==== RECORDS SUPPLIED

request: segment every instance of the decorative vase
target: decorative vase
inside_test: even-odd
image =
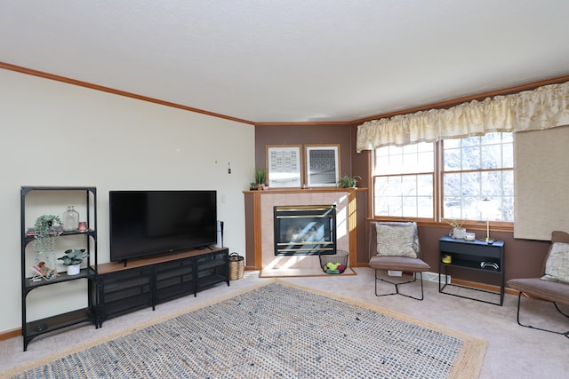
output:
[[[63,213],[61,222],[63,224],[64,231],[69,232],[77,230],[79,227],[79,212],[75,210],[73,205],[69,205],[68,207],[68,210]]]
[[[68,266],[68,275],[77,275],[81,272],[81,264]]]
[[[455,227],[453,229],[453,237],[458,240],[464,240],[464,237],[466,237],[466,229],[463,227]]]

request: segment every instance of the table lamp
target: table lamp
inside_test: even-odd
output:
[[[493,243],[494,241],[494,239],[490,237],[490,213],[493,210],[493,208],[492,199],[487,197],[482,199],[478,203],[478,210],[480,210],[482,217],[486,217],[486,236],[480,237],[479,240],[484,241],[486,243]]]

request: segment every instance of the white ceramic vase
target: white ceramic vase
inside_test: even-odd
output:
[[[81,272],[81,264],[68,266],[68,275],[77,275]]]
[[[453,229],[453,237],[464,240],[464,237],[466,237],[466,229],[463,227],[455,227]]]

========

Echo every line of the entries above, leaving out the picture.

request: segment every instance of the decorative vase
target: decorative vase
inside_test: even-odd
image =
output:
[[[63,213],[61,222],[63,224],[64,231],[69,232],[77,230],[79,227],[79,212],[75,210],[73,205],[69,205],[68,207],[68,210]]]
[[[68,266],[68,275],[77,275],[81,272],[81,264]]]
[[[455,227],[453,229],[453,237],[458,240],[464,240],[464,237],[466,237],[466,229],[463,227]]]

request: segment every instance of the table lamp
target: table lamp
inside_test: even-odd
output:
[[[493,243],[494,241],[494,239],[490,237],[490,213],[493,210],[493,208],[492,199],[487,197],[482,199],[478,203],[478,210],[480,210],[482,217],[486,217],[486,236],[480,237],[479,240],[484,241],[486,243]]]

request: segment every instance of the white ceramic vase
target: white ceramic vase
inside_test: even-odd
output:
[[[81,272],[81,264],[68,266],[68,275],[77,275]]]
[[[453,229],[453,237],[464,240],[464,237],[466,237],[466,229],[463,227],[455,227]]]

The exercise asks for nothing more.